§ **TEXTAUSZUG**:

In der vergangenen Woche hatte die DUH aufgedeckt, dass GAT bisher
dem Kraftfahrtbundesamt (KBA) noch nicht einmal den mit der 
Zulassungsprüfung betrauten "technischen Dienst" bzw. den Zeitpunkt 
des beabsichtigten Beginns der Prüfungen mitgeteilt hat. Ein solcher 
Filtertest dauert üblicherweise allein acht bis zehn Wochen. Nach der
DUH-Veröffentlichung behauptete GAT unter der Überschrift "Prüfungen 
laufen" (Pressemitteilung vom 29. Februar 2008): "Die Zulassung der 
neuen Partikelminderungssysteme der GAT-Gruppe wird in wenigen Wochen
erfolgen. Nach erfolgreichen internen Tests laufen derzeit die 
Prüfungen zur Erlangung der ABE unter Aufsicht des 
Kraftfahrt-Bundesamtes." Das KBA hat dies auf Nachfrage der DUH 
vehement bestritten. Niemand im Hause wisse etwa von der angeblichen 
Aufsicht über GAT-Tests. Pressesprecher Stephan Elsner erklärte am 3.
März 2008: "Laufende Untersuchungen oder auch nur die Ankündigung, 
dass solche geplant seien, sind dem KBA unbekannt. Das KBA kann nur 
etwas begleiten, was es kennt. GAT hat nichts an das KBA 
herangetragen. Es gibt niemanden beim KBA, der die GAT-Entwicklungen 
begleitet."

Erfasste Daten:
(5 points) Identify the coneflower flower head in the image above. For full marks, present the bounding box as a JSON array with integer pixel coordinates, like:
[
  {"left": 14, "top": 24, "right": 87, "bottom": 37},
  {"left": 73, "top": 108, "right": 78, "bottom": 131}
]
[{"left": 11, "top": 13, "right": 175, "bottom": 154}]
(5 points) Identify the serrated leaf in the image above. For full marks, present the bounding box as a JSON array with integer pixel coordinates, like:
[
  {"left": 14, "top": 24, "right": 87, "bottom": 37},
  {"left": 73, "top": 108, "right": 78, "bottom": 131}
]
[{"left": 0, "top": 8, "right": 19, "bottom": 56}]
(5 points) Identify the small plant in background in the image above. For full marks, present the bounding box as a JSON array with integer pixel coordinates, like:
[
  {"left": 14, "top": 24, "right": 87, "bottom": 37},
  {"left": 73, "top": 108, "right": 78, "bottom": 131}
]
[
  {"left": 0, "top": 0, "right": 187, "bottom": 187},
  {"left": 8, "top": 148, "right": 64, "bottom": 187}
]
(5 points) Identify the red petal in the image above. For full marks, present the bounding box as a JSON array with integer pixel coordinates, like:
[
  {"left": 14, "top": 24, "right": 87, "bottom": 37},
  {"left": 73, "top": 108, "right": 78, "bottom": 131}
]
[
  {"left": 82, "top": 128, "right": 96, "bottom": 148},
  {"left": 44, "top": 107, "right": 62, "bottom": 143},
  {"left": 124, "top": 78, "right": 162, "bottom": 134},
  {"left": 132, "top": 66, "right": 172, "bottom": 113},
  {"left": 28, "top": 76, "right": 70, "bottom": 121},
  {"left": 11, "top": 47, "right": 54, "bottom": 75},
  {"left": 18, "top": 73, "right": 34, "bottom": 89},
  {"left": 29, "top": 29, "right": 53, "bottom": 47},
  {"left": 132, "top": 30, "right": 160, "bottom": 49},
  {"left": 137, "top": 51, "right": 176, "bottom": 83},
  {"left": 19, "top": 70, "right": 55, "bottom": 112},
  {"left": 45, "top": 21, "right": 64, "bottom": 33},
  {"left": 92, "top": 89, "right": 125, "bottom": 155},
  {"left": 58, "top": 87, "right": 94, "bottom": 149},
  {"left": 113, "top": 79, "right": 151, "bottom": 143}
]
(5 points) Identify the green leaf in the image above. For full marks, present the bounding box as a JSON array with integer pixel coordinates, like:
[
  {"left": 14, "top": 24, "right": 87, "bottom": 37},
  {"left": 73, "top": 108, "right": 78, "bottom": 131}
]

§ **AUFGABENDETAILS**: Schreibe den Textauszug von "In der vergangenen" bis "erklärte am 3." neu und setze dabei "entschieden" an die Stelle von "vehement".

§ **ANTWORT ZUR AUFGABE**:
In der vergangenen Woche hatte die DUH aufgedeckt, dass GAT bisher
dem Kraftfahrtbundesamt (KBA) noch nicht einmal den mit der 
Zulassungsprüfung betrauten "technischen Dienst" bzw. den Zeitpunkt 
des beabsichtigten Beginns der Prüfungen mitgeteilt hat. Ein solcher 
Filtertest dauert üblicherweise allein acht bis zehn Wochen. Nach der
DUH-Veröffentlichung behauptete GAT unter der Überschrift "Prüfungen 
laufen" (Pressemitteilung vom 29. Februar 2008): "Die Zulassung der 
neuen Partikelminderungssysteme der GAT-Gruppe wird in wenigen Wochen
erfolgen. Nach erfolgreichen internen Tests laufen derzeit die 
Prüfungen zur Erlangung der ABE unter Aufsicht des 
Kraftfahrt-Bundesamtes." Das KBA hat dies auf Nachfrage der DUH 
entschieden bestritten. Niemand im Hause wisse etwa von der angeblichen 
Aufsicht über GAT-Tests. Pressesprecher Stephan Elsner erklärte am 3.